-- BEGIN --

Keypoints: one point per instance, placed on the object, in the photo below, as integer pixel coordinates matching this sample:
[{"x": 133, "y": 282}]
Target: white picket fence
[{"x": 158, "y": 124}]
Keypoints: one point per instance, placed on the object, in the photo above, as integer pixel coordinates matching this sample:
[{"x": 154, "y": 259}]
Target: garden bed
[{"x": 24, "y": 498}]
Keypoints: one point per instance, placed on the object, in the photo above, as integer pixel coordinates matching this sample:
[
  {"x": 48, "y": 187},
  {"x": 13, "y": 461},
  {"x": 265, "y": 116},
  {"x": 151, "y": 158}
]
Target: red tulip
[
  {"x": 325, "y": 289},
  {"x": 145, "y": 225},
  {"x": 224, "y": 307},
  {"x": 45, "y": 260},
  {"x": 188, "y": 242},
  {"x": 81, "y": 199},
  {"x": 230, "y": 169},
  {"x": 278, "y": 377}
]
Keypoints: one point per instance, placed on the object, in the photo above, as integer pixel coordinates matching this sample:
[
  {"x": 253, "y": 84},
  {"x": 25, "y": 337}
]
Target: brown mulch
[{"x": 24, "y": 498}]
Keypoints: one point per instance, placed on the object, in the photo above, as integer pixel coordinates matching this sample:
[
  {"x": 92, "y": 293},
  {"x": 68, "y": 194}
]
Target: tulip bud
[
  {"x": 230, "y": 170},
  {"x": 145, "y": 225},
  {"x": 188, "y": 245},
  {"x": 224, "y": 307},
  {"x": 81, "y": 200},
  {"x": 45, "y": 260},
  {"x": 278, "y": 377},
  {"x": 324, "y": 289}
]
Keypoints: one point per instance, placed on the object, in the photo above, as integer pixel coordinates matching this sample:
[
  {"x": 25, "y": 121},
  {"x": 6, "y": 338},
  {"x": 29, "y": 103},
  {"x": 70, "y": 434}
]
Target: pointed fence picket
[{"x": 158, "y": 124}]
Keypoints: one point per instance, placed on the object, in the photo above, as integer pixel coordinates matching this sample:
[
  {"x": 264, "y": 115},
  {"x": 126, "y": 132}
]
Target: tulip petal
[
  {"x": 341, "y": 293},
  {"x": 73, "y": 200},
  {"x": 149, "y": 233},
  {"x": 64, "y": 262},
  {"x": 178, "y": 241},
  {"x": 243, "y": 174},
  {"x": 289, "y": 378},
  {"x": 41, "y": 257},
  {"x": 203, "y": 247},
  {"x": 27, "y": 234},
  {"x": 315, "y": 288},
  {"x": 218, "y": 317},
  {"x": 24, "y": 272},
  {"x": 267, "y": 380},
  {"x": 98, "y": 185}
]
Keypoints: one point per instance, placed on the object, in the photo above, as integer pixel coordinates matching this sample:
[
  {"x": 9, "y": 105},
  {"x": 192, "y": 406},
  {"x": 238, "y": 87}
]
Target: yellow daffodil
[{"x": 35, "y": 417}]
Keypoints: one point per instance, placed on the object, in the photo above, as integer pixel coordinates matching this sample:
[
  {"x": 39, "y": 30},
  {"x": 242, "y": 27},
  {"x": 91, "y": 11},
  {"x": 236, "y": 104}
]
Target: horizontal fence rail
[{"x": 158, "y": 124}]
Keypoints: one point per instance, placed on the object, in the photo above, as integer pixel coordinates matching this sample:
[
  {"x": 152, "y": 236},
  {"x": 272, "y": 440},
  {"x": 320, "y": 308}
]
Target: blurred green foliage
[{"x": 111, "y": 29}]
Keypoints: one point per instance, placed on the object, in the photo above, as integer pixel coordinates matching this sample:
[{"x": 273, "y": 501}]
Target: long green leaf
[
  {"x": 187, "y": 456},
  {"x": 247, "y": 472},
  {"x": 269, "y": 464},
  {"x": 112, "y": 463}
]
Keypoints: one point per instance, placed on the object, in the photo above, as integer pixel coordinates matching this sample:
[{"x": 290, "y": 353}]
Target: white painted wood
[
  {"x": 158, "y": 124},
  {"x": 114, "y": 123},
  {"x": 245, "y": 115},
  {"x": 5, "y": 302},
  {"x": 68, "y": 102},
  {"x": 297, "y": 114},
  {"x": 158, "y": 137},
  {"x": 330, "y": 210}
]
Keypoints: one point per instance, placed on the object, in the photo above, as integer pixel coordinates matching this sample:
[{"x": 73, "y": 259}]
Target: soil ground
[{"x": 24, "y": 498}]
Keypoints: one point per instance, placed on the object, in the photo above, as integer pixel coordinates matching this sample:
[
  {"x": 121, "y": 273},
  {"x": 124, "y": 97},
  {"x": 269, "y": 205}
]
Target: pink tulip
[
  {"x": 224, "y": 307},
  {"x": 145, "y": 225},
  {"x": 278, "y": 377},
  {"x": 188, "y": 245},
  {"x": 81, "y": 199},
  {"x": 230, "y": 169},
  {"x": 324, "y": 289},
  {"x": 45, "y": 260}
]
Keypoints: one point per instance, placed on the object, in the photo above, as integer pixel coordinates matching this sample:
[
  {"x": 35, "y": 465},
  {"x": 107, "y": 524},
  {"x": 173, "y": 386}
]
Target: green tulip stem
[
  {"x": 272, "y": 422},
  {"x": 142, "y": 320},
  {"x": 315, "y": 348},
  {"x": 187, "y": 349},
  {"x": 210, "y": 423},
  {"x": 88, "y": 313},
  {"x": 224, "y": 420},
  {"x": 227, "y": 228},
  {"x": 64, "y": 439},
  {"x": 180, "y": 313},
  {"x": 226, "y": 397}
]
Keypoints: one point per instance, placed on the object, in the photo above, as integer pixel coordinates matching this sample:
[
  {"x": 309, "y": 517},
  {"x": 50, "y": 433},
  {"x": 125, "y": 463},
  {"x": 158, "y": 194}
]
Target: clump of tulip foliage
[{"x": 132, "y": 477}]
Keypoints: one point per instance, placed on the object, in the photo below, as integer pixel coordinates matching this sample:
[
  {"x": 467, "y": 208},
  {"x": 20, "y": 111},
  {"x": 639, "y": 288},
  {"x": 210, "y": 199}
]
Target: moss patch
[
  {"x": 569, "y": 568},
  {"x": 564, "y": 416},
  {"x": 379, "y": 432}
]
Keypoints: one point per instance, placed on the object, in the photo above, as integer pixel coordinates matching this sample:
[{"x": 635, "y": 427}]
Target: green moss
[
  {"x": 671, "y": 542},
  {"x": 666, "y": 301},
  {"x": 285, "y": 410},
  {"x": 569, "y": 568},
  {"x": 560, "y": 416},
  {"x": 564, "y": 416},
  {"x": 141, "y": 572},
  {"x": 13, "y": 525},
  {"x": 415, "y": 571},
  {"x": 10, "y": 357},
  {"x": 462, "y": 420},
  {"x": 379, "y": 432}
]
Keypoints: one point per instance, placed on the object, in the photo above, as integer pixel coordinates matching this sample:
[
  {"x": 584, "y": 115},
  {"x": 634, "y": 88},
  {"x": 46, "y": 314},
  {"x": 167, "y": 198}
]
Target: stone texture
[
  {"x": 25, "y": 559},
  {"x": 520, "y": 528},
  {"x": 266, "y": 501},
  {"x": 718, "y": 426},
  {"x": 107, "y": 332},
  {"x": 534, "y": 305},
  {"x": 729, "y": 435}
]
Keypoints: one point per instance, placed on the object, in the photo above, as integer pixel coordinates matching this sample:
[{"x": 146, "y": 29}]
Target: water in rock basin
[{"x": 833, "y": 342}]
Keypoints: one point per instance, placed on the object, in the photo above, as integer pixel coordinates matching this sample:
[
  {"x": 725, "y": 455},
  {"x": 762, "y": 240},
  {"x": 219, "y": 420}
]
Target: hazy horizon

-- END --

STATED PROBLEM ->
Repeat every line of the data, exactly and in full.

PROBLEM SOLUTION ->
Keypoints: one point per instance, placed on the object, in the photo below, as integer pixel coordinates matching this sample:
[{"x": 133, "y": 282}]
Target: white picket fence
[{"x": 158, "y": 124}]
Keypoints: one point per instance, placed on the object, in the photo above, as integer pixel coordinates matching this sample:
[{"x": 154, "y": 259}]
Target: garden bed
[{"x": 24, "y": 498}]
Keypoints: one point per instance, placed on the object, in the photo above, as integer pixel coordinates matching this sample:
[
  {"x": 48, "y": 187},
  {"x": 13, "y": 461},
  {"x": 265, "y": 116},
  {"x": 151, "y": 158}
]
Target: red tulip
[
  {"x": 325, "y": 289},
  {"x": 145, "y": 225},
  {"x": 224, "y": 307},
  {"x": 45, "y": 260},
  {"x": 188, "y": 242},
  {"x": 81, "y": 199},
  {"x": 230, "y": 169},
  {"x": 278, "y": 377}
]
Keypoints: one point per instance, placed on the object, in the photo above, as integer pixel coordinates matching this sample:
[
  {"x": 253, "y": 84},
  {"x": 25, "y": 337}
]
Target: brown mulch
[{"x": 24, "y": 498}]
Keypoints: one point per instance, placed on the object, in the photo above, as integer pixel coordinates matching this sample:
[
  {"x": 92, "y": 293},
  {"x": 68, "y": 194}
]
Target: tulip bud
[
  {"x": 230, "y": 170},
  {"x": 145, "y": 225},
  {"x": 188, "y": 245},
  {"x": 224, "y": 307},
  {"x": 81, "y": 200},
  {"x": 45, "y": 260},
  {"x": 278, "y": 377},
  {"x": 324, "y": 289}
]
Keypoints: one point per instance, placed on the object, in the photo above, as integer pixel coordinates matching this sample:
[
  {"x": 25, "y": 121},
  {"x": 6, "y": 338},
  {"x": 29, "y": 103},
  {"x": 70, "y": 434}
]
Target: pointed fence picket
[{"x": 158, "y": 124}]
Keypoints: one point per instance, placed on the object, in the photo above, as integer pixel coordinates matching this sample:
[
  {"x": 264, "y": 115},
  {"x": 126, "y": 132}
]
Target: tulip petal
[
  {"x": 341, "y": 293},
  {"x": 73, "y": 200},
  {"x": 149, "y": 233},
  {"x": 64, "y": 262},
  {"x": 178, "y": 241},
  {"x": 243, "y": 174},
  {"x": 289, "y": 378},
  {"x": 41, "y": 257},
  {"x": 203, "y": 247},
  {"x": 27, "y": 234},
  {"x": 315, "y": 288},
  {"x": 218, "y": 317},
  {"x": 24, "y": 272},
  {"x": 267, "y": 380},
  {"x": 98, "y": 185}
]
Keypoints: one point per instance, placed on the object, in the photo above, as integer pixel coordinates matching this sample:
[
  {"x": 9, "y": 105},
  {"x": 192, "y": 406},
  {"x": 238, "y": 87}
]
Target: yellow daffodil
[{"x": 35, "y": 417}]
Keypoints: one point per instance, placed on the object, in the photo above, as integer pixel coordinates matching this sample:
[
  {"x": 39, "y": 30},
  {"x": 242, "y": 27},
  {"x": 91, "y": 11},
  {"x": 236, "y": 104}
]
Target: horizontal fence rail
[{"x": 158, "y": 124}]
Keypoints: one point per instance, placed on the object, in the photo above, as integer pixel coordinates matching this sample:
[
  {"x": 152, "y": 236},
  {"x": 272, "y": 440},
  {"x": 320, "y": 308}
]
Target: blurred green foliage
[{"x": 111, "y": 29}]
Keypoints: one point per instance, placed on the object, in the photo above, as integer pixel coordinates matching this sample:
[{"x": 273, "y": 501}]
Target: long green leaf
[
  {"x": 187, "y": 456},
  {"x": 247, "y": 472},
  {"x": 269, "y": 464},
  {"x": 112, "y": 463}
]
Keypoints: one point per instance, placed on the object, in the photo above, as integer pixel coordinates matching this sample:
[{"x": 290, "y": 353}]
Target: white painted wood
[
  {"x": 158, "y": 124},
  {"x": 114, "y": 123},
  {"x": 245, "y": 115},
  {"x": 5, "y": 302},
  {"x": 68, "y": 102},
  {"x": 297, "y": 114},
  {"x": 158, "y": 137},
  {"x": 330, "y": 210}
]
Keypoints: one point per instance, placed on the object, in the photo above, as integer pixel coordinates matching this sample:
[{"x": 73, "y": 259}]
Target: soil ground
[{"x": 24, "y": 498}]
Keypoints: one point per instance, placed on the object, in the photo above, as integer pixel coordinates matching this sample:
[
  {"x": 121, "y": 273},
  {"x": 124, "y": 97},
  {"x": 269, "y": 205}
]
Target: pink tulip
[
  {"x": 224, "y": 307},
  {"x": 145, "y": 225},
  {"x": 278, "y": 377},
  {"x": 188, "y": 245},
  {"x": 81, "y": 199},
  {"x": 230, "y": 169},
  {"x": 324, "y": 289},
  {"x": 45, "y": 260}
]
Keypoints: one point per instance, placed on the object, in the photo above, as integer pixel coordinates matching this sample:
[
  {"x": 35, "y": 465},
  {"x": 107, "y": 524},
  {"x": 173, "y": 386}
]
Target: green tulip stem
[
  {"x": 272, "y": 422},
  {"x": 142, "y": 320},
  {"x": 315, "y": 348},
  {"x": 187, "y": 349},
  {"x": 210, "y": 423},
  {"x": 88, "y": 313},
  {"x": 224, "y": 420},
  {"x": 227, "y": 228},
  {"x": 64, "y": 439},
  {"x": 180, "y": 313},
  {"x": 226, "y": 397}
]
Keypoints: one point per instance, placed on the object, in the photo above, as integer pixel coordinates matching this sample:
[
  {"x": 309, "y": 517},
  {"x": 50, "y": 433},
  {"x": 125, "y": 463},
  {"x": 158, "y": 194}
]
Target: clump of tulip foliage
[{"x": 132, "y": 477}]
Keypoints: one point per instance, placed on the object, in the photo below, as integer pixel coordinates matching this sample:
[
  {"x": 467, "y": 208},
  {"x": 20, "y": 111},
  {"x": 639, "y": 288},
  {"x": 210, "y": 199}
]
Target: moss patch
[
  {"x": 569, "y": 568},
  {"x": 564, "y": 416},
  {"x": 379, "y": 432}
]
Keypoints: one point per instance, placed on the object, in the photo above, as integer pixel coordinates matching this sample:
[{"x": 635, "y": 427}]
Target: green moss
[
  {"x": 671, "y": 542},
  {"x": 666, "y": 301},
  {"x": 285, "y": 410},
  {"x": 569, "y": 568},
  {"x": 560, "y": 416},
  {"x": 564, "y": 416},
  {"x": 141, "y": 572},
  {"x": 13, "y": 525},
  {"x": 415, "y": 571},
  {"x": 10, "y": 357},
  {"x": 462, "y": 420},
  {"x": 379, "y": 432}
]
Keypoints: one point per instance, placed on the object, in the photo above, as integer pixel coordinates matching this sample:
[
  {"x": 584, "y": 115},
  {"x": 634, "y": 88},
  {"x": 46, "y": 314},
  {"x": 167, "y": 198}
]
Target: stone texture
[
  {"x": 25, "y": 559},
  {"x": 520, "y": 528},
  {"x": 266, "y": 501},
  {"x": 718, "y": 426},
  {"x": 107, "y": 332},
  {"x": 534, "y": 305},
  {"x": 729, "y": 435}
]
Keypoints: one point per instance, placed on the object, in the photo above, as integer pixel coordinates matching this sample:
[{"x": 146, "y": 29}]
Target: water in rock basin
[{"x": 833, "y": 342}]
Keypoints: one point per instance, placed on the object, in the photo above, as integer pixel coordinates matching this sample:
[
  {"x": 725, "y": 455},
  {"x": 762, "y": 240},
  {"x": 219, "y": 420}
]
Target: hazy horizon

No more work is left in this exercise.